#### Extracted text
Extended documentation can be found on the website: https://majkamichal.github.io/naivebayes/
Naïve Bayes 
1. Overview
The naivebayes package provides an efficient implementation of the
popular Naïve Bayes classifier in R. It was developed and is now
maintained based on three principles: it should be efficient, user
friendly and written in Base R. The last implies no dependencies,
however, it neither denies nor interferes with being efficient as many
functions from the Base R distribution use highly efficient routines
programmed in lower level languages, such as C or FORTRAN. In fact,
the naivebayes package utilizes only such functions for
resource-intensive calculations.
The general function naive_bayes() detects the class of each feature
in the dataset and, depending on the user choices, assumes possibly
different distribution for each feature. It currently supports following
class conditional distributions:
- categorical distribution for discrete features
- Poisson distribution for non-negative integers
- Gaussian distribution for continuous features
- non-parametrically estimated densities via Kernel Density Estimation for continuous features
In addition to that specialized functions are available which implement:
- Bernoulli Naive Bayes via
bernoulli_naive_bayes() - Multinomial Naive Bayes via
multinomial_naive_bayes() - Poisson Naive Bayes via
poisson_naive_bayes() - Gaussian Naive Bayes via
gaussian_naive_bayes() - Non-Parametric Naive Bayes via
nonparametric_naive_bayes()
########
(Written tasks):
a) What three principles does the naivebayes overview say guided the package's development and maintenance?
b) Write out the naivebayes overview starting at the words "Extended documentation can" and stopping after "resource-intensive calculations.".
#### Data rows
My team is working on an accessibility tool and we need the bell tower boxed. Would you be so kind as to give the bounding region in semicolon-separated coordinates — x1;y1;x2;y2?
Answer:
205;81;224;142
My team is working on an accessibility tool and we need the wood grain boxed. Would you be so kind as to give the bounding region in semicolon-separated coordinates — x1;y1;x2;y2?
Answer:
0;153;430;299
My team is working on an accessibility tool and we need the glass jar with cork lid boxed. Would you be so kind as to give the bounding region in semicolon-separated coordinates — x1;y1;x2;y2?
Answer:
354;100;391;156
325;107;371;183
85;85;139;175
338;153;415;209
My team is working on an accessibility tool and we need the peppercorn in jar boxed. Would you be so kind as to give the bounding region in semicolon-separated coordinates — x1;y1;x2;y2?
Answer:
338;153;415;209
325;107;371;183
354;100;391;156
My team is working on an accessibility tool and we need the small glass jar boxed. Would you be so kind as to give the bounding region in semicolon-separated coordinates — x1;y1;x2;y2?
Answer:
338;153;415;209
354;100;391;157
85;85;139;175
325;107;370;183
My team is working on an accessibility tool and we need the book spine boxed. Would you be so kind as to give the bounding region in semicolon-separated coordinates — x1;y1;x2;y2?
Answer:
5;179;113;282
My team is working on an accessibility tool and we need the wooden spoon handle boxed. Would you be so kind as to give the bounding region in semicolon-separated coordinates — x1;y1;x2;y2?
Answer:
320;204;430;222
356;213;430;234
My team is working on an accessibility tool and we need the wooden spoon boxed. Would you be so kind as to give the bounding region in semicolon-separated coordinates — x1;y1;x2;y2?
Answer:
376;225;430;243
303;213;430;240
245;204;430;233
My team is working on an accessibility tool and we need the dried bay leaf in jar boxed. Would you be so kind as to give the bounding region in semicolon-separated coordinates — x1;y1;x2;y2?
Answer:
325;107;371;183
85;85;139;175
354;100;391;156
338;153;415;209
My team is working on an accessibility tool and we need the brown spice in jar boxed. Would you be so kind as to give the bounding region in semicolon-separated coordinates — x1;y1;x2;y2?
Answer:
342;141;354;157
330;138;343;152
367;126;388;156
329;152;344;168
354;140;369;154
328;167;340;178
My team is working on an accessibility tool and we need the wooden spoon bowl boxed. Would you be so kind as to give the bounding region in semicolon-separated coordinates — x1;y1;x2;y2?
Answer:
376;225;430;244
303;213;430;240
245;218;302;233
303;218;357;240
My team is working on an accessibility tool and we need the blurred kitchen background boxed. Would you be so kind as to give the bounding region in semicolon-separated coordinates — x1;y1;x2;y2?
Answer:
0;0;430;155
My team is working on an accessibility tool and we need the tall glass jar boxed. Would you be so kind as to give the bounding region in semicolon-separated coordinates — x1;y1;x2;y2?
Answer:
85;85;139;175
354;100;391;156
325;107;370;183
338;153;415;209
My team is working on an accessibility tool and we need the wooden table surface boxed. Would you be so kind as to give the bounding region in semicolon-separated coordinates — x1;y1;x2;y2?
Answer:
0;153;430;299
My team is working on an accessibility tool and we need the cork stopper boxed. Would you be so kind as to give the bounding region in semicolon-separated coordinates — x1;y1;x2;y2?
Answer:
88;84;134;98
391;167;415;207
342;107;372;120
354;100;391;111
########
(Solutions in order):
a) It should be efficient, user friendly and written in Base R.

b)
Extended documentation can be found on the website: https://majkamichal.github.io/naivebayes/
Naïve Bayes 
1. Overview
The naivebayes package provides an efficient implementation of the
popular Naïve Bayes classifier in R. It was developed and is now
maintained based on three principles: it should be efficient, user
friendly and written in Base R. The last implies no dependencies,
however, it neither denies nor interferes with being efficient as many
functions from the Base R distribution use highly efficient routines
programmed in lower level languages, such as C or FORTRAN. In fact,
the naivebayes package utilizes only such functions for
resource-intensive calculations.